### Source extract
Taiwan may finally be close to getting clarity on the most consequential foreign policy issue of President Donald Trump’s second term: the U.S.’s approach to China. On Friday, following a phone call with Chinese President Xi Jinping (習近平), Trump announced on Truth Social that they had discussed issues including trade, the war in Ukraine and a deal to sell Chinese-owned social media giant to a group of U.S. investors. “I also agreed with President Xi that we would meet at the APEC Summit in South Korea,” Trump said, “that I would go to China in the early part of next year, and that President Xi would, likewise, come to the United States at an appropriate time.”
The Chinese Embassy in Washington declined to confirm plans for the meeting, and the Chinese readout of the call did not mention the topic. On Tuesday, U.S. Ambassador to China David Perdue appeared to hedge Trump’s statement. “We’re looking forward to getting together, as President Trump said, and potentially in the near future, but certainly next year,” he told reporters in Beijing.

### Information shown
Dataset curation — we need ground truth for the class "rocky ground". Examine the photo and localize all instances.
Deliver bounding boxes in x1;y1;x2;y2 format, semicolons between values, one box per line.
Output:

### Job
Return the passage of the article on the Trump–Xi phone call from "The Chinese Embassy" up to and including "reporters in Beijing.", copied word for word. The data comes from a source unrelated to the article on the Trump–Xi phone call.

### Complete answer
The Chinese Embassy in Washington declined to confirm plans for the meeting, and the Chinese readout of the call did not mention the topic. On Tuesday, U.S. Ambassador to China David Perdue appeared to hedge Trump’s statement. “We’re looking forward to getting together, as President Trump said, and potentially in the near future, but certainly next year,” he told reporters in Beijing.